◆ **Task instructions**
From the line that holds "of the bride's" to the last line of the data, copy everything exactly; leave out all the rest.

Dataset rows

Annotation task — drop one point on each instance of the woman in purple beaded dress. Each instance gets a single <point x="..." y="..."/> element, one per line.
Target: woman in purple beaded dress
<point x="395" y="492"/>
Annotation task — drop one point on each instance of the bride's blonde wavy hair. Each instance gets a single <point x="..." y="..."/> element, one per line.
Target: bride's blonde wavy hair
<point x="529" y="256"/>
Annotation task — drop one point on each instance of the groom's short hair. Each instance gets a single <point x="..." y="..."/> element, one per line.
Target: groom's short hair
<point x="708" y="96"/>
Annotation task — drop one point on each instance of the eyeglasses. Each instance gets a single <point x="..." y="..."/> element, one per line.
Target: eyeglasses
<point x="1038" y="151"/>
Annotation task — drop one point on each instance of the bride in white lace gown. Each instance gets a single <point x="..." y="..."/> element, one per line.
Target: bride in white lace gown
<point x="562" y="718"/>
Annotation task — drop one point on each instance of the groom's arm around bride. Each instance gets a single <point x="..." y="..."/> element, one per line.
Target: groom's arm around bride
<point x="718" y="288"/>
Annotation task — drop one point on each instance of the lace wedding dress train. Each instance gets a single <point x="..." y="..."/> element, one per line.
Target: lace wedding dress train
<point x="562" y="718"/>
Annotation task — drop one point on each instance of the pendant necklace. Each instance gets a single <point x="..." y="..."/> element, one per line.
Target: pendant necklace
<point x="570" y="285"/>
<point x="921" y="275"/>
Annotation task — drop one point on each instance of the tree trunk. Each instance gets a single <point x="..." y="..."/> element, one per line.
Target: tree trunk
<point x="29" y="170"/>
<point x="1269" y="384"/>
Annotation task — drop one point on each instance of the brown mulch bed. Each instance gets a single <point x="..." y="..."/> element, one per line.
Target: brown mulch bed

◆ **Result of the task**
Annotation task — drop one point on each instance of the bride's blonde wavy hair. Each instance gets a single <point x="..." y="..."/> element, one per line.
Target: bride's blonde wavy hair
<point x="529" y="256"/>
Annotation task — drop one point on each instance of the groom's short hair. Each instance gets a single <point x="..." y="..."/> element, one per line.
Target: groom's short hair
<point x="708" y="96"/>
Annotation task — drop one point on each instance of the eyeglasses. Each instance gets a single <point x="..." y="..."/> element, one per line.
Target: eyeglasses
<point x="1038" y="151"/>
Annotation task — drop one point on each instance of the bride in white lace gown. Each instance gets a single <point x="..." y="..."/> element, one per line.
Target: bride in white lace gown
<point x="562" y="718"/>
Annotation task — drop one point on each instance of the groom's arm around bride. Each instance gets a single <point x="..." y="..."/> element, one per line.
Target: groom's arm around bride
<point x="718" y="288"/>
Annotation task — drop one point on each instance of the lace wedding dress train. Each instance gets a single <point x="..." y="..."/> element, one per line.
Target: lace wedding dress train
<point x="562" y="718"/>
Annotation task — drop one point on each instance of the pendant necklace. Each instance gets a single <point x="..." y="..."/> element, one per line.
Target: pendant necklace
<point x="570" y="285"/>
<point x="921" y="275"/>
Annotation task — drop one point on each instance of the tree trunk. Each instance gets a single <point x="..." y="..."/> element, one per line.
Target: tree trunk
<point x="29" y="170"/>
<point x="1269" y="384"/>
Annotation task — drop one point on each instance of the brown mulch bed. Each instance gets a single <point x="..." y="..."/> element, one per line.
Target: brown mulch bed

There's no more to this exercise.